• _REQUIREMENT_:
Set out exactly every line of the entries below, starting at the line that holds "Category: group of seated people" and stopping after the line that holds "Keypoints: one point per instance of the cathedral".

==== SOURCE DATA

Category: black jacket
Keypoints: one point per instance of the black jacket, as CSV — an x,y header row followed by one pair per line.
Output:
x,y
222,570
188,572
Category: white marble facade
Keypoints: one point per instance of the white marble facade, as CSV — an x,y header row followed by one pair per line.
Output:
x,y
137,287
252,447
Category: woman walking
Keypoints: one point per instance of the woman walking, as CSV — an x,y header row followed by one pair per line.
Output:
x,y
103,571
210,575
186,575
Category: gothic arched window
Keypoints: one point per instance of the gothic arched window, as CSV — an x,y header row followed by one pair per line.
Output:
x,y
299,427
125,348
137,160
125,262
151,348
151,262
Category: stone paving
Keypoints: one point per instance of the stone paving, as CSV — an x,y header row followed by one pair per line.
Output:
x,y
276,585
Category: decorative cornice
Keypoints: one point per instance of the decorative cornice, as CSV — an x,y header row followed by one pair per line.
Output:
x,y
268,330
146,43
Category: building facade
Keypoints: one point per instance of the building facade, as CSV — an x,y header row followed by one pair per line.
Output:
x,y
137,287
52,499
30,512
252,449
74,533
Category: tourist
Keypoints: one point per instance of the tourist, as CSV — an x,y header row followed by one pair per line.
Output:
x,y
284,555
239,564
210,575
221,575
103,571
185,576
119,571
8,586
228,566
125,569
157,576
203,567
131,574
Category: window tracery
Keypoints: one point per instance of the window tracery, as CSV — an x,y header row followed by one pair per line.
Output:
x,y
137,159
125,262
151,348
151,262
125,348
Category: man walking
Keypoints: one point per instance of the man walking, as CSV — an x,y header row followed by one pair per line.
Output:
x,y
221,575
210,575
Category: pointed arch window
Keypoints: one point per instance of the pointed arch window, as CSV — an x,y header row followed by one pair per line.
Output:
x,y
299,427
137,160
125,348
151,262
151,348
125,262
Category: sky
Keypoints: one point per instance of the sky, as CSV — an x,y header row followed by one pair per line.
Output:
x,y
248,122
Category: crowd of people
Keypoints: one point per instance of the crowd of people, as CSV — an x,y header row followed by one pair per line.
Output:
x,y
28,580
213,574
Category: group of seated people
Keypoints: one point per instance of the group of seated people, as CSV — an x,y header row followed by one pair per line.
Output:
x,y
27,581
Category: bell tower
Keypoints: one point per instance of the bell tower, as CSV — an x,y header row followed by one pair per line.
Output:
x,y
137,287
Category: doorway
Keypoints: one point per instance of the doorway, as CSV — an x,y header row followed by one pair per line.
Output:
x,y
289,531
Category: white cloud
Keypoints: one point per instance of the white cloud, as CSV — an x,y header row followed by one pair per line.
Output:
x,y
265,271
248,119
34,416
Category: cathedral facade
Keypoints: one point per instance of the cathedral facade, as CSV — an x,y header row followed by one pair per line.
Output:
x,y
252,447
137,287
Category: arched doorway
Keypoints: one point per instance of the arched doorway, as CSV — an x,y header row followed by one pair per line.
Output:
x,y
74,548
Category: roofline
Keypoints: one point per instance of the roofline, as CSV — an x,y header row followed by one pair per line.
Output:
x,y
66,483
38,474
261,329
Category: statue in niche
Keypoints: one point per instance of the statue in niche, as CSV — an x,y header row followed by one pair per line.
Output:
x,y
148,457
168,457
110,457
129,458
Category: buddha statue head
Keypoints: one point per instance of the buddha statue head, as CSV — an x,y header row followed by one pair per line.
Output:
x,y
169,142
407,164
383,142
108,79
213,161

========
==== SOURCE DATA

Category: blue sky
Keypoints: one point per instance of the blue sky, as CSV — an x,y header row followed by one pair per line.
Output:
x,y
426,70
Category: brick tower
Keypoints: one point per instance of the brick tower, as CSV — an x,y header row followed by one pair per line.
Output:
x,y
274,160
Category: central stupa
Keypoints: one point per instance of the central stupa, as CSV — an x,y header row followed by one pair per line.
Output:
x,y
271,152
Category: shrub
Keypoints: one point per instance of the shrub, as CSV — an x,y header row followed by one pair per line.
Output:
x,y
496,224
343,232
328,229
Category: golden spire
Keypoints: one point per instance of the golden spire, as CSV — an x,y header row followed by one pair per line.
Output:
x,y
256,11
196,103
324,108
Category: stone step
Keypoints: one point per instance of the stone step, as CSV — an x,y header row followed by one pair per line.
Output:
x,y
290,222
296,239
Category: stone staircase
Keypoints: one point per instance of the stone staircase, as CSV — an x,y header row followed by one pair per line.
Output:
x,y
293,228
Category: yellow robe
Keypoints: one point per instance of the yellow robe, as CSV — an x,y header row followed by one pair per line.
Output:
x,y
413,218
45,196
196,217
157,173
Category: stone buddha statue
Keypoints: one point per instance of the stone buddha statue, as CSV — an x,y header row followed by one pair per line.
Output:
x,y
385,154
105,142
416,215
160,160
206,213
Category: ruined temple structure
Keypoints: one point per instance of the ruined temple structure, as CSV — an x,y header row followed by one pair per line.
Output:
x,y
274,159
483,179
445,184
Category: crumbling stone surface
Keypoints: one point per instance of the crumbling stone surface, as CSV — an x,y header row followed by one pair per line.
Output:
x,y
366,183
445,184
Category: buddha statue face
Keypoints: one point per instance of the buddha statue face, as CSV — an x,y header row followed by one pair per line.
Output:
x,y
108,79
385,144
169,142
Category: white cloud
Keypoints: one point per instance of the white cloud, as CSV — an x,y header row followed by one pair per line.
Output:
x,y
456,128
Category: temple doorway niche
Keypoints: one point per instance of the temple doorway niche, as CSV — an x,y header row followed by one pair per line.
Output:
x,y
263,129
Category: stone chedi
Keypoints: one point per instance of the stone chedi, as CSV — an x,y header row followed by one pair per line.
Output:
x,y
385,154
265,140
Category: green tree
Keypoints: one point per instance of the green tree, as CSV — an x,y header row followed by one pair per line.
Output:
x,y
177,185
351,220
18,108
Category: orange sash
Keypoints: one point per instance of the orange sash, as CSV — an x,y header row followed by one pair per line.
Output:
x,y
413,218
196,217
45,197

========
==== SOURCE DATA

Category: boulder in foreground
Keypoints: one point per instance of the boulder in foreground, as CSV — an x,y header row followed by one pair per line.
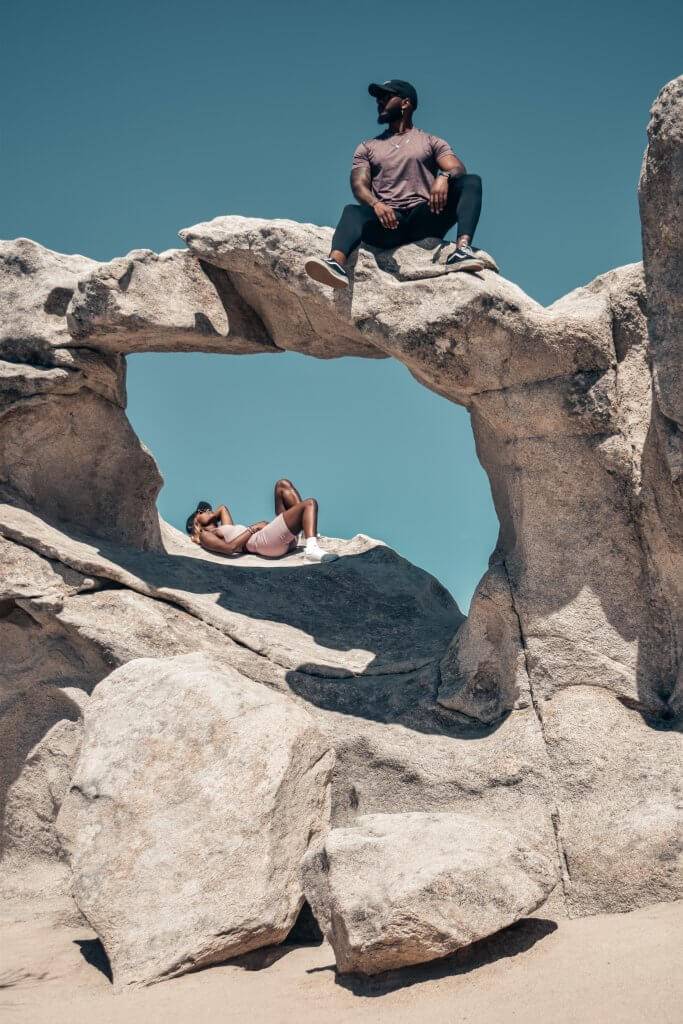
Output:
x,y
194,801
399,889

========

• _EXERCISE OUTPUT_:
Category: group of seated people
Keypoints: one point per instance of the group of seated people, as CSV — an x,y header row followed by one pair per line.
Output:
x,y
27,581
Category: bell tower
Keypoints: one point per instance of the bell tower, as CSV — an x,y header row followed by one pair per line.
Output:
x,y
137,287
Category: doorway
Keypoints: one point per instance of the doorway, as CSV — an x,y header row followed by one pair per line.
Output:
x,y
289,531
Category: white cloud
Keypoints: one point per instance of the white cloud, as CSV — an x,y header row followed by one pair per line.
Output:
x,y
265,271
248,119
34,416
Category: cathedral facade
Keypoints: one point per instance of the cathedral facade, as CSV — an x,y header row followed by one pair per line.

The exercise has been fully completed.